- [TASKS AND EXERCISES]:
**1.** In the post about AI agents, what was the minimum time adding subtitles to a two-minute clip took before the assistant handled it?
**2.** Please return the section of the post about AI agents starting at "I've been working" and ending at "completley different purposes.".

- [PAGE EXTRACT]:

+--

I've been working with AI agents daily for the past few months – building them, testing them, using them for everything from email triage to meeting prep. I thought I had a pretty clear picture of what they're good at and where they fall short. I designed the skill system myself, reviewed every integration, mapped out every capability 😄
But a few times the agent genuinely surprised me. I'd throw some random life problem at it – something I never designed it for – and watch it figure things out using tools that were originally built for completley different purposes.
Here are five of those moments.
1. "Can you add subtitles?"
I record short videos for my personal social media – just me talking to a camera for a minute or two. Subtitles were always the most tedious part of the process: export the video, upload to a transcription service, wait, download the subtitle file, import into a video editor, adjust timing, re-export. Twenty minutes minimum for a two-minute clip. I'd skip it half the time, which meant lower engagement on every video.
One morning I was running late and just sent the raw video to my assistant in Telegram: "Can you add subtitles?" I didn't think it through. I just asked.
Three minutes later, the assistant sent the video back. Subtitles burned in. Timing synced. Clean.
What happened under the hood: the assistant extracted the audio track from the video with ffmpeg, sent it to Whisper for transcription with timestamps, wrote a Python script on the fly to convert the Whisper output into .srt subtitle format, then ran ffmpeg again to burn the subtitles back into the video with white font and positioning. Four tools chained together, none of which were designed for "subtitling." Whisper was built for transcription. ffmpeg was available in the sandbox for general media processing. The assistant connected them because the request made the connection obvious.

+--

- [GIVEN RECORDS]:

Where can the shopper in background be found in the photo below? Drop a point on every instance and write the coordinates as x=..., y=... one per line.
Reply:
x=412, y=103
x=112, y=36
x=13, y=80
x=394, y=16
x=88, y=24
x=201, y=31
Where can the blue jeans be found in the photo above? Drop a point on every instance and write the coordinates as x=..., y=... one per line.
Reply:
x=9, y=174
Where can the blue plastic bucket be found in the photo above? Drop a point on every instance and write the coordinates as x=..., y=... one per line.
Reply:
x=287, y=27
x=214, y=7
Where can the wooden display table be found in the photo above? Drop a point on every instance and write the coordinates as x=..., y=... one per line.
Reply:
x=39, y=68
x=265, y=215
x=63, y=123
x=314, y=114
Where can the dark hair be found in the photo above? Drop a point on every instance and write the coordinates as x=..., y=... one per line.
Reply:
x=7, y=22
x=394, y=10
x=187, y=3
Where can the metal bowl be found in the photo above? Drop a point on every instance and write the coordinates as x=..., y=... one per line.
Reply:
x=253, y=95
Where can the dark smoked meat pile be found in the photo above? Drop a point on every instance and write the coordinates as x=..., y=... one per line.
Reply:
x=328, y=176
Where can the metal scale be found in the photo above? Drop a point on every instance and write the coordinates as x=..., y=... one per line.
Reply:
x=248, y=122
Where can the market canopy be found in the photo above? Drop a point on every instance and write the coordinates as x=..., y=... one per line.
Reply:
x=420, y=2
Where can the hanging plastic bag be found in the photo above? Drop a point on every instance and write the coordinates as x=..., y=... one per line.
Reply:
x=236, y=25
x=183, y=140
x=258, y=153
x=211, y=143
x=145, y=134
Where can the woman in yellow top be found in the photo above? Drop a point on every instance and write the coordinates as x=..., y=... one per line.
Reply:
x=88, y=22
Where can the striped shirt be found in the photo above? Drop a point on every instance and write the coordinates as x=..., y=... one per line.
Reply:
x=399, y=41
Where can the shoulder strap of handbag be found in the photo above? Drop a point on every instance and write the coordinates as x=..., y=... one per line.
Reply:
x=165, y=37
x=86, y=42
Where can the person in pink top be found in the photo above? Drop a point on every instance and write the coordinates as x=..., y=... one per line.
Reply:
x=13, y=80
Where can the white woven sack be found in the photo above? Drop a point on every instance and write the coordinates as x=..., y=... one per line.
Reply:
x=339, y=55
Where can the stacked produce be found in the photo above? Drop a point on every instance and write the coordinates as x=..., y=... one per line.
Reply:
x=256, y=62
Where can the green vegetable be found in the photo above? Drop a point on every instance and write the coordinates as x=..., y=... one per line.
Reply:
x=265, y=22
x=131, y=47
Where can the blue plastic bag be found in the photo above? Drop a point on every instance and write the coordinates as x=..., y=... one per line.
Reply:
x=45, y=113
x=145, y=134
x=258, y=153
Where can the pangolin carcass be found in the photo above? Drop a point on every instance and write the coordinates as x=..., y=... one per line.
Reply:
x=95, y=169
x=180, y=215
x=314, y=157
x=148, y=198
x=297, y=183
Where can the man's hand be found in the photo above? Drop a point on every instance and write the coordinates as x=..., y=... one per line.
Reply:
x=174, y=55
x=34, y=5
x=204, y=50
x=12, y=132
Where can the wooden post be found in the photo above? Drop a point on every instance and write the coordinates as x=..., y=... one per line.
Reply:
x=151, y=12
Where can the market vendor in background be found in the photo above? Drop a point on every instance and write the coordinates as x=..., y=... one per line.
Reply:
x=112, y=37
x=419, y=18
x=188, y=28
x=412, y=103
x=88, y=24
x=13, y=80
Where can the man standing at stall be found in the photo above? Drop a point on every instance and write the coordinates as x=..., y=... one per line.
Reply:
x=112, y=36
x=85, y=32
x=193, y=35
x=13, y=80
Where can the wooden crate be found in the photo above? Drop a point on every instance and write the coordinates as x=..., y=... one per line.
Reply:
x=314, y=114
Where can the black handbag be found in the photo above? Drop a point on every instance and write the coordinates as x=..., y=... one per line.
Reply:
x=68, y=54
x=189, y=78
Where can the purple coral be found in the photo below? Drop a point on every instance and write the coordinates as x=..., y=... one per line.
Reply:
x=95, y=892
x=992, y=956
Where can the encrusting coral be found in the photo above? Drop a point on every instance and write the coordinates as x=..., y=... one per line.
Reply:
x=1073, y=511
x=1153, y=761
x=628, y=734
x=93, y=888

+--

- [SOLUTION LIST]:
**1.** Twenty minutes.

**2.**
I've been working with AI agents daily for the past few months – building them, testing them, using them for everything from email triage to meeting prep. I thought I had a pretty clear picture of what they're good at and where they fall short. I designed the skill system myself, reviewed every integration, mapped out every capability 😄
But a few times the agent genuinely surprised me. I'd throw some random life problem at it – something I never designed it for – and watch it figure things out using tools that were originally built for completley different purposes.